##### ТЕКСТ ДЛЯ ЧТЕНИЯ #####
Медики были наслышаны, а практикующие хирурги знали и не понаслышке, что карболовая кислота оставляет ожоги на руках врачей, что уже не говорило в пользу метода. Аргументом «за» не был и тот не менее важный факт, что распыление едкой жидкости с последующим попаданием «шпрея» в дыхательные пути вызывало у врачей отравления и почечные расстройства. Под влиянием этих факторов возникла настоящая линия сопротивления, к которой с удовольствием примыкали новые и новые медики. Все они имели лишь одно намерение: уклониться от использования Листерового метода лечения ран, оправдываясь его сложностью. Однако в несметном количестве больниц лечение карболовой кислотой прижилось-таки, во многом благодаря смерти хирургов-старожилов, зачастую их возглавлявших. Прочие хирурги капитулировали, когда пациенты стали сторониться пропахших разложением лазаретов.
Когда Хальстед вернулся на родину и возобновил работу в Нью-Йорке, в Бельвью-Хоспитал, он понял, что из его затеи внедрить антисептические операционные практики в амфитеатрах больницы ничего не выйдет. Поэтому он был вынужден разбить «стерильную палатку» в саду при больнице и проводить все свои операции там. В Пресвитерианской больнице дело дошло до открытого противостояния и даже вражды между Хальстедом и местным хирургом Бриддоном, поскольку Хальстед прямо в операционной, на глазах у студентов был вынужден потребовать, чтобы тот вымыл в конце концов руки.
Все это длилось вплоть до середины девяностых годов XIX века, а после листеровские методы лечения ран все-таки покорили мир медицины. И как часто случается в истории науки, новообращенные в единственную истинную медицинскую религию пошли значительно дальше мастера, так поздно получившего заслуженное признание.
##### НАБОР МАТЕРИАЛОВ #####
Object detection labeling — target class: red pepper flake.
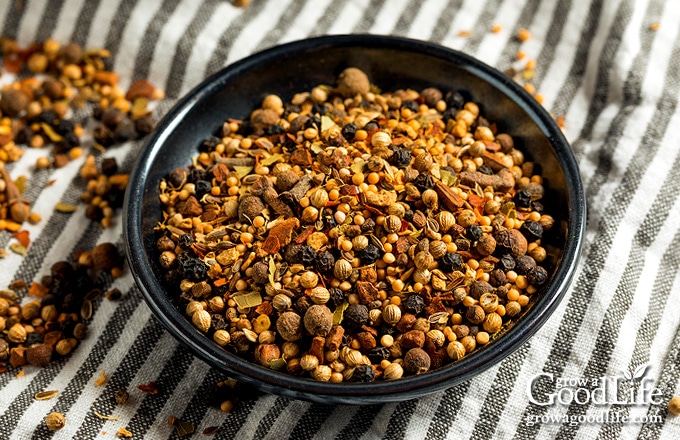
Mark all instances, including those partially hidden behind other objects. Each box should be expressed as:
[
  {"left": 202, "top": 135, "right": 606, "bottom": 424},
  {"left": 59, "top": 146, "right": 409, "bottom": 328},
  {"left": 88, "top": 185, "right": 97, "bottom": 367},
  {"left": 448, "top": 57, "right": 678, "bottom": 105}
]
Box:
[
  {"left": 28, "top": 281, "right": 49, "bottom": 297},
  {"left": 137, "top": 380, "right": 158, "bottom": 396},
  {"left": 13, "top": 229, "right": 31, "bottom": 247}
]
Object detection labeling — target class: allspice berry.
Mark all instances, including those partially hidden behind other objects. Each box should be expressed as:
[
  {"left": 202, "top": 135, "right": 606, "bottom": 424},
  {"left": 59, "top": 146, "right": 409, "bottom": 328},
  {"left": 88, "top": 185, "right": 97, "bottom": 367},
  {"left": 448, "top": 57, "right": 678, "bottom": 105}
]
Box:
[
  {"left": 92, "top": 243, "right": 120, "bottom": 270},
  {"left": 26, "top": 344, "right": 52, "bottom": 367},
  {"left": 403, "top": 348, "right": 430, "bottom": 374},
  {"left": 45, "top": 412, "right": 66, "bottom": 431},
  {"left": 337, "top": 67, "right": 371, "bottom": 98},
  {"left": 252, "top": 261, "right": 269, "bottom": 284},
  {"left": 276, "top": 312, "right": 303, "bottom": 342},
  {"left": 304, "top": 304, "right": 333, "bottom": 337},
  {"left": 496, "top": 229, "right": 528, "bottom": 257}
]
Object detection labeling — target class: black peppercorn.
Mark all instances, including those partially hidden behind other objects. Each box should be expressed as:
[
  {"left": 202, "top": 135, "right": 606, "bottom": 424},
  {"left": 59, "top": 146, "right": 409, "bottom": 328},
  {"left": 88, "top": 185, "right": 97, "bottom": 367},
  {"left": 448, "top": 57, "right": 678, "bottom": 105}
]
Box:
[
  {"left": 465, "top": 225, "right": 482, "bottom": 241},
  {"left": 366, "top": 347, "right": 390, "bottom": 364},
  {"left": 198, "top": 136, "right": 222, "bottom": 153},
  {"left": 305, "top": 115, "right": 321, "bottom": 128},
  {"left": 342, "top": 304, "right": 368, "bottom": 329},
  {"left": 314, "top": 251, "right": 335, "bottom": 273},
  {"left": 177, "top": 234, "right": 194, "bottom": 249},
  {"left": 390, "top": 148, "right": 411, "bottom": 168},
  {"left": 297, "top": 245, "right": 316, "bottom": 265},
  {"left": 101, "top": 157, "right": 118, "bottom": 176},
  {"left": 413, "top": 174, "right": 434, "bottom": 192},
  {"left": 24, "top": 332, "right": 43, "bottom": 347},
  {"left": 361, "top": 218, "right": 375, "bottom": 233},
  {"left": 439, "top": 252, "right": 463, "bottom": 272},
  {"left": 341, "top": 124, "right": 357, "bottom": 141},
  {"left": 168, "top": 168, "right": 189, "bottom": 188},
  {"left": 283, "top": 243, "right": 302, "bottom": 264},
  {"left": 402, "top": 295, "right": 425, "bottom": 315},
  {"left": 177, "top": 252, "right": 208, "bottom": 281},
  {"left": 357, "top": 244, "right": 380, "bottom": 265},
  {"left": 328, "top": 287, "right": 345, "bottom": 307},
  {"left": 444, "top": 92, "right": 465, "bottom": 110},
  {"left": 498, "top": 254, "right": 515, "bottom": 271},
  {"left": 527, "top": 266, "right": 548, "bottom": 286},
  {"left": 519, "top": 220, "right": 543, "bottom": 241},
  {"left": 454, "top": 237, "right": 470, "bottom": 251},
  {"left": 513, "top": 189, "right": 531, "bottom": 208},
  {"left": 312, "top": 102, "right": 326, "bottom": 115},
  {"left": 470, "top": 280, "right": 493, "bottom": 299},
  {"left": 489, "top": 269, "right": 508, "bottom": 287},
  {"left": 350, "top": 365, "right": 375, "bottom": 383},
  {"left": 54, "top": 119, "right": 75, "bottom": 136},
  {"left": 515, "top": 255, "right": 536, "bottom": 275}
]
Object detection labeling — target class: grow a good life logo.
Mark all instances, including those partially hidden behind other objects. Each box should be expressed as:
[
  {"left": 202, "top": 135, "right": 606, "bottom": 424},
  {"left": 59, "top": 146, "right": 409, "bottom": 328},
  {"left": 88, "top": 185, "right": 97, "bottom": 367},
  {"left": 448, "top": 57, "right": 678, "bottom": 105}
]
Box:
[{"left": 526, "top": 365, "right": 662, "bottom": 406}]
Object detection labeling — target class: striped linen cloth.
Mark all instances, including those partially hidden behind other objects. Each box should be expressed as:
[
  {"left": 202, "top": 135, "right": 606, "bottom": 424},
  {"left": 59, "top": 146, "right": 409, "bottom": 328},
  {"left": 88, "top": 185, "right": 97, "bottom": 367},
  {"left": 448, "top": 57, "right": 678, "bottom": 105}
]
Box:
[{"left": 0, "top": 0, "right": 680, "bottom": 439}]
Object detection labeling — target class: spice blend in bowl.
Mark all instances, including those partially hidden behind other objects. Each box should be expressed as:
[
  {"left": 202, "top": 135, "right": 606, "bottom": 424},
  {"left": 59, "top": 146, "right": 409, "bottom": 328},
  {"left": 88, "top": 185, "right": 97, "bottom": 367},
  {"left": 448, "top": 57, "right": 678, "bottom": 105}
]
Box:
[
  {"left": 125, "top": 36, "right": 584, "bottom": 403},
  {"left": 157, "top": 67, "right": 554, "bottom": 382}
]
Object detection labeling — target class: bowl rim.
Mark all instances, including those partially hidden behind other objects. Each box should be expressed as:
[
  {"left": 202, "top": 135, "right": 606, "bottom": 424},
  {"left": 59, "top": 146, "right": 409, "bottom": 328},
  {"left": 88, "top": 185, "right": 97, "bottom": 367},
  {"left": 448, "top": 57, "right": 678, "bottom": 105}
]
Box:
[{"left": 123, "top": 34, "right": 586, "bottom": 404}]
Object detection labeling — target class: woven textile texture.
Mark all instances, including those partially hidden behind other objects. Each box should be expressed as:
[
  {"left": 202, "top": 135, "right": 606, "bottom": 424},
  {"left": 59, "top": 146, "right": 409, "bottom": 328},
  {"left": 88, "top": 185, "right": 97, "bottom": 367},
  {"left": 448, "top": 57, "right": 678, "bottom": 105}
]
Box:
[{"left": 0, "top": 0, "right": 680, "bottom": 440}]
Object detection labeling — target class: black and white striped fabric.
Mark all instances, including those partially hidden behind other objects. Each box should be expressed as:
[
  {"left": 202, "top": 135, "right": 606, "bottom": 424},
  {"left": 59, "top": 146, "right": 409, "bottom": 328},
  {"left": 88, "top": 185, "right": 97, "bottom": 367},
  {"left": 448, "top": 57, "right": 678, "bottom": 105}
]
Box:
[{"left": 0, "top": 0, "right": 680, "bottom": 439}]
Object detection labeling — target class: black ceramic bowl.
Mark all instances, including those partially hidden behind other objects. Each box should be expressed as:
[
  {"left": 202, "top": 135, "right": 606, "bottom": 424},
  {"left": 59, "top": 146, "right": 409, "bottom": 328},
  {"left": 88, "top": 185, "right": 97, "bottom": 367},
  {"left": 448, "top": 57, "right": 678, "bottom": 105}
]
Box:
[{"left": 124, "top": 35, "right": 586, "bottom": 404}]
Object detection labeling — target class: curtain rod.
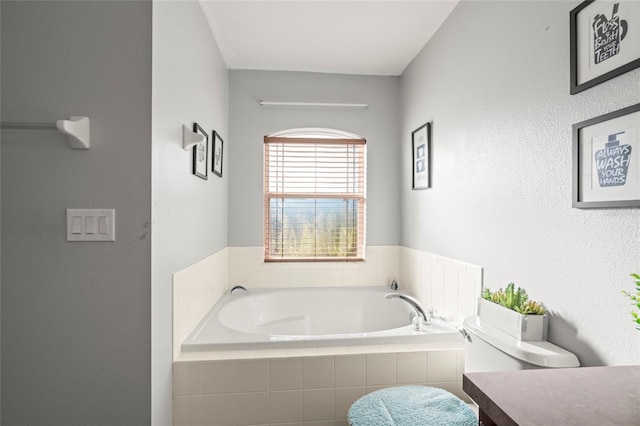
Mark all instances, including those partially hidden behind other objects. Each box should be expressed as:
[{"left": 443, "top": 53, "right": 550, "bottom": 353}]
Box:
[
  {"left": 258, "top": 101, "right": 369, "bottom": 109},
  {"left": 0, "top": 115, "right": 91, "bottom": 149},
  {"left": 0, "top": 121, "right": 58, "bottom": 130}
]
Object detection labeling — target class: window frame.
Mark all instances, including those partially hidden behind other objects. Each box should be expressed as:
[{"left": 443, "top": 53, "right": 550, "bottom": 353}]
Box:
[{"left": 263, "top": 129, "right": 367, "bottom": 263}]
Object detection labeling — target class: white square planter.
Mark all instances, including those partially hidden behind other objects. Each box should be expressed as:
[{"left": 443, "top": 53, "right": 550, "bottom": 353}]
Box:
[{"left": 478, "top": 298, "right": 549, "bottom": 341}]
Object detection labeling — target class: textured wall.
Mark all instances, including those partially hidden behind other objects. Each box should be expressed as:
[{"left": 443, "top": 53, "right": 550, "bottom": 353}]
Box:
[
  {"left": 228, "top": 71, "right": 400, "bottom": 247},
  {"left": 151, "top": 1, "right": 233, "bottom": 426},
  {"left": 401, "top": 1, "right": 640, "bottom": 365},
  {"left": 1, "top": 1, "right": 152, "bottom": 426}
]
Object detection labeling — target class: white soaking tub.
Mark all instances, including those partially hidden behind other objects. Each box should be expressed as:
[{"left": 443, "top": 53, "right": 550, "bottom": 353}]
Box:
[{"left": 182, "top": 286, "right": 462, "bottom": 352}]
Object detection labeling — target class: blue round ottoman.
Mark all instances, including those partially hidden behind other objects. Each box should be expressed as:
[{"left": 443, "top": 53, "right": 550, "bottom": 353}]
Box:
[{"left": 348, "top": 386, "right": 478, "bottom": 426}]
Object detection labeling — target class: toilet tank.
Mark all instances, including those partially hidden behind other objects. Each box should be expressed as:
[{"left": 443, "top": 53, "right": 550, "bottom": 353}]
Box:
[{"left": 463, "top": 316, "right": 580, "bottom": 373}]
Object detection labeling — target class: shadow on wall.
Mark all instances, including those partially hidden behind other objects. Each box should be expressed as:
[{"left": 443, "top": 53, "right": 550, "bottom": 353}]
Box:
[{"left": 547, "top": 311, "right": 605, "bottom": 367}]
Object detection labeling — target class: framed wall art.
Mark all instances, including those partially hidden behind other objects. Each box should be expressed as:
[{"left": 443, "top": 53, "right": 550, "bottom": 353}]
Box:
[
  {"left": 573, "top": 104, "right": 640, "bottom": 208},
  {"left": 411, "top": 123, "right": 431, "bottom": 189},
  {"left": 569, "top": 0, "right": 640, "bottom": 95},
  {"left": 211, "top": 130, "right": 224, "bottom": 177},
  {"left": 192, "top": 123, "right": 209, "bottom": 180}
]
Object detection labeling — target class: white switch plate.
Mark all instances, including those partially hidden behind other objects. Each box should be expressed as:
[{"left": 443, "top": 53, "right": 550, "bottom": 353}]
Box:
[{"left": 67, "top": 209, "right": 116, "bottom": 241}]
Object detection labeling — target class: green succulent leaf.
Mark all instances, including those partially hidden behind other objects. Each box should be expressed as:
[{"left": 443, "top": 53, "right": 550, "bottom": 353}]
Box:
[{"left": 482, "top": 283, "right": 546, "bottom": 315}]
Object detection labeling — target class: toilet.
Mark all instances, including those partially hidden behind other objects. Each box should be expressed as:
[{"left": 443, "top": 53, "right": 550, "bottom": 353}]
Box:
[{"left": 462, "top": 316, "right": 580, "bottom": 373}]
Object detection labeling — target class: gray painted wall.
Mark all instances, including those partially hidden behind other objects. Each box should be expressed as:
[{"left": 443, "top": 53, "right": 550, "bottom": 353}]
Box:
[
  {"left": 151, "top": 1, "right": 229, "bottom": 426},
  {"left": 1, "top": 1, "right": 152, "bottom": 426},
  {"left": 400, "top": 1, "right": 640, "bottom": 365},
  {"left": 227, "top": 71, "right": 400, "bottom": 247}
]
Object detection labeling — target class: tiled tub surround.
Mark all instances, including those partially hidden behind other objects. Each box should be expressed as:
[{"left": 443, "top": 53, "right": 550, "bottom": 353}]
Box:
[
  {"left": 173, "top": 346, "right": 468, "bottom": 426},
  {"left": 173, "top": 246, "right": 482, "bottom": 426},
  {"left": 229, "top": 246, "right": 400, "bottom": 288},
  {"left": 181, "top": 286, "right": 460, "bottom": 353},
  {"left": 398, "top": 247, "right": 483, "bottom": 324},
  {"left": 173, "top": 249, "right": 229, "bottom": 359}
]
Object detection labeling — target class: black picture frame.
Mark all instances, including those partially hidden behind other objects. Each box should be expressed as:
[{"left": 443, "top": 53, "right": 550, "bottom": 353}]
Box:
[
  {"left": 569, "top": 0, "right": 640, "bottom": 95},
  {"left": 211, "top": 130, "right": 224, "bottom": 177},
  {"left": 191, "top": 123, "right": 209, "bottom": 180},
  {"left": 572, "top": 104, "right": 640, "bottom": 209},
  {"left": 411, "top": 123, "right": 431, "bottom": 190}
]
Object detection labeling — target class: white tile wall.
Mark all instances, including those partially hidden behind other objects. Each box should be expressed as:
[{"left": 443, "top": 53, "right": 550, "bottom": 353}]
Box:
[
  {"left": 173, "top": 246, "right": 482, "bottom": 426},
  {"left": 173, "top": 348, "right": 468, "bottom": 426},
  {"left": 173, "top": 246, "right": 482, "bottom": 359},
  {"left": 173, "top": 249, "right": 229, "bottom": 359},
  {"left": 398, "top": 247, "right": 482, "bottom": 322},
  {"left": 229, "top": 246, "right": 400, "bottom": 288}
]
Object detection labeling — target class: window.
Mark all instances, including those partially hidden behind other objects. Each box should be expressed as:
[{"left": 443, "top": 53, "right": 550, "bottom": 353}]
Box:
[{"left": 264, "top": 129, "right": 366, "bottom": 261}]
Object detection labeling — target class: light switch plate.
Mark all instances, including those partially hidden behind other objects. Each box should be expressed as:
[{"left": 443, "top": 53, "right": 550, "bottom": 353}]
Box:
[{"left": 67, "top": 209, "right": 116, "bottom": 241}]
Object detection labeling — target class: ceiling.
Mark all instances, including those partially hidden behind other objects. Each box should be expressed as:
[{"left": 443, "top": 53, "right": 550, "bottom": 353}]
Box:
[{"left": 200, "top": 0, "right": 459, "bottom": 76}]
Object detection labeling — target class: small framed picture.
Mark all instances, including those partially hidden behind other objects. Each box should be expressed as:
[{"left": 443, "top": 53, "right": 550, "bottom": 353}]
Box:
[
  {"left": 211, "top": 130, "right": 224, "bottom": 177},
  {"left": 569, "top": 0, "right": 640, "bottom": 95},
  {"left": 192, "top": 123, "right": 209, "bottom": 180},
  {"left": 573, "top": 104, "right": 640, "bottom": 209},
  {"left": 411, "top": 123, "right": 431, "bottom": 189}
]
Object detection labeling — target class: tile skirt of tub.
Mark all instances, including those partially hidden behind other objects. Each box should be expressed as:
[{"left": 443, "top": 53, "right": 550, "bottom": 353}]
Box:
[{"left": 173, "top": 349, "right": 469, "bottom": 426}]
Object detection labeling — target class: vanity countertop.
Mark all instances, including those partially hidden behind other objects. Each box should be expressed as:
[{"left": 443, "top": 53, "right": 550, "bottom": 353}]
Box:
[{"left": 463, "top": 366, "right": 640, "bottom": 426}]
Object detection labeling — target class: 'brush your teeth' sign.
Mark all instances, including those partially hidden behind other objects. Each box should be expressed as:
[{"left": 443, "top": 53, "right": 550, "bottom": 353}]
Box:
[
  {"left": 595, "top": 131, "right": 632, "bottom": 188},
  {"left": 592, "top": 3, "right": 629, "bottom": 64}
]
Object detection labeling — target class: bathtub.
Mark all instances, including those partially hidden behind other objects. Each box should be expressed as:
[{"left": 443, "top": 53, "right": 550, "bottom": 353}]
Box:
[{"left": 181, "top": 286, "right": 462, "bottom": 352}]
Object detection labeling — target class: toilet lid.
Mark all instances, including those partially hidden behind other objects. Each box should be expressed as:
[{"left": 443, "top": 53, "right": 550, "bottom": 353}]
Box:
[{"left": 463, "top": 316, "right": 580, "bottom": 368}]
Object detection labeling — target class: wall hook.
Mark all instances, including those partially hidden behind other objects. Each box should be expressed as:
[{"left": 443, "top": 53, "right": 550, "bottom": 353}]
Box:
[
  {"left": 56, "top": 116, "right": 91, "bottom": 149},
  {"left": 182, "top": 125, "right": 206, "bottom": 151}
]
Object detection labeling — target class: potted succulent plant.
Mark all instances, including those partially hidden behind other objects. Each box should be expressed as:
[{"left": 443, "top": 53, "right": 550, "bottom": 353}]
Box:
[
  {"left": 478, "top": 283, "right": 548, "bottom": 341},
  {"left": 622, "top": 274, "right": 640, "bottom": 330}
]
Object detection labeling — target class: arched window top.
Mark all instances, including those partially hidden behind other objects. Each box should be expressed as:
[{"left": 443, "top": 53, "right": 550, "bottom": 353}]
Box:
[{"left": 268, "top": 127, "right": 364, "bottom": 139}]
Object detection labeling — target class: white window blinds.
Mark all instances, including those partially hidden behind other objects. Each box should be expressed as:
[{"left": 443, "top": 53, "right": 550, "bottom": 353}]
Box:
[{"left": 264, "top": 136, "right": 366, "bottom": 261}]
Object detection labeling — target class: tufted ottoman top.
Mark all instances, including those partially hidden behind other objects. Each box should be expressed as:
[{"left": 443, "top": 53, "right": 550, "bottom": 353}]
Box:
[{"left": 348, "top": 386, "right": 478, "bottom": 426}]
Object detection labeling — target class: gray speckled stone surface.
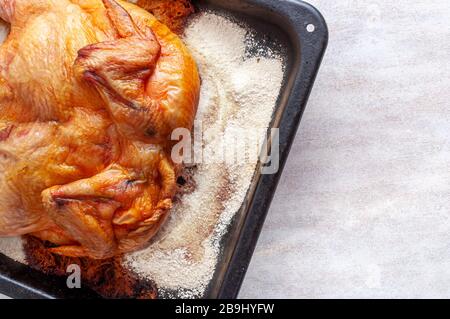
#####
• **ЗАДАНИЯ**:
1. Перечислите все вредные последствия карболовой кислоты для врачей, названные в тексте о методе Листера.
2. Почему Хальстед проводил свои операции в саду при больнице? Ответьте по тексту о методе Листера в одном–трех предложениях.
3. Продолжите текст о методе Листера после его последнего предложения.

• **ВАШИ ОТВЕТЫ**:
1. Ожоги на руках, отравления, почечные расстройства.

2. Вернувшись в Нью-Йорк, в Бельвью-Хоспитал, Хальстед понял, что внедрить антисептические операционные практики в амфитеатрах больницы ему не удастся. Поэтому он был вынужден разбить «стерильную палатку» в саду при больнице и оперировать там.

3.
Теперь не только инструменты укладывали в карболовый раствор, не только вымачивали в нем шовный материал, не только пропитывали карболкой повязки – в операционных повис густой туман из карболового «шпрея», какой можно было видеть там, где оперировал Листер; раны и даже целые брюшные полости заливались литрами разбавленной карболовой кислоты. Медицину наводнил целый поток альтернативных антисептических средств, центральное место среди которых занимал сублимат. Победное шествие всего листеровского захлебнулось в волне новых изобретений.
Но пока то запоздалое победное шествие было в самом разгаре, пока хирурги по всему миру все еще праздновали вместе с Листером его триумф, а где-то триумф Листеровых методов обернулся непредвиденными опасными последствиями, так как многие медики с избыточным тщанием подошли к воплощению заветов ученого, в мире науки уже назревало новое течение. Впервые оно дало о себе знать еще в доме Фолькмана в беседе с его молодым гостем. Тогда мне стало ясно, что новые веяния исходили по большей части от немецких врачей, а эпицентром фактически являлась клиника профессора Бергмана.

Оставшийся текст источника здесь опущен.